TASK INPUT ::
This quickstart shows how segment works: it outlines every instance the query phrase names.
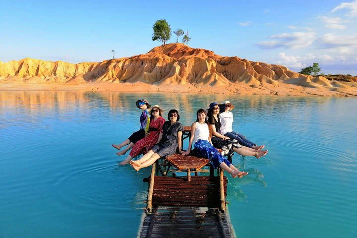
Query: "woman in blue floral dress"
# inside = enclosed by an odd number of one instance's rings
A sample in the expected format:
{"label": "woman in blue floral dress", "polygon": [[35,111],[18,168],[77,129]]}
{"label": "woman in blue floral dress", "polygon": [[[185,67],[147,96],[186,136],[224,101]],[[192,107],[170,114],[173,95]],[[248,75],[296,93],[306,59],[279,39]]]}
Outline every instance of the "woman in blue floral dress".
{"label": "woman in blue floral dress", "polygon": [[188,150],[183,154],[189,154],[193,144],[197,155],[209,159],[210,163],[215,169],[219,167],[231,174],[233,178],[238,177],[240,178],[247,175],[248,172],[239,171],[212,145],[211,133],[208,125],[205,121],[207,117],[205,110],[199,109],[196,114],[197,119],[195,122],[192,123],[191,126]]}

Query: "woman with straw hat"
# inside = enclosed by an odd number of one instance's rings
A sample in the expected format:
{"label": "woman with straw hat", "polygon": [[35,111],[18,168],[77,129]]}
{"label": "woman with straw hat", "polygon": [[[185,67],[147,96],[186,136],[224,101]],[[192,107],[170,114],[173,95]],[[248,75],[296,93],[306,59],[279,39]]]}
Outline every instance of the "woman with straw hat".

WORK REQUIRED ::
Format every line of the records above as a numbered list, skipping blank lines and leaving out the pictures.

PROBLEM SOLUTION ::
1. This quickstart shows how segment works: it outlines every instance the query phrase names.
2. Query: "woman in blue floral dress"
3. # inside = enclosed by an odd number of one instance's rings
4. A sample in the expected format:
5. {"label": "woman in blue floral dress", "polygon": [[35,111],[18,168],[77,129]]}
6. {"label": "woman in blue floral dress", "polygon": [[[185,67],[147,96],[186,136],[224,101]],[[192,107],[170,114],[173,95]],[[248,75],[296,93],[306,59],[279,39]]]}
7. Outline every instance of the "woman in blue floral dress".
8. {"label": "woman in blue floral dress", "polygon": [[188,150],[183,154],[189,154],[193,144],[197,155],[209,159],[210,163],[215,169],[219,167],[231,174],[233,178],[238,177],[240,178],[247,175],[248,172],[239,171],[212,145],[211,133],[208,125],[205,121],[207,117],[205,110],[199,109],[196,114],[197,119],[195,122],[192,123],[191,126]]}
9. Query: "woman with straw hat"
10. # inside = enclosed by an odd number of one instance's rings
11. A sample in the expected format:
12. {"label": "woman with straw hat", "polygon": [[35,111],[18,168],[77,129]]}
13. {"label": "woman with straw hat", "polygon": [[[185,67],[147,96],[186,136],[224,101]],[[192,107],[170,114],[173,95]],[[248,75],[296,93],[306,59],[279,39]]]}
14. Outline every instance of the "woman with straw hat".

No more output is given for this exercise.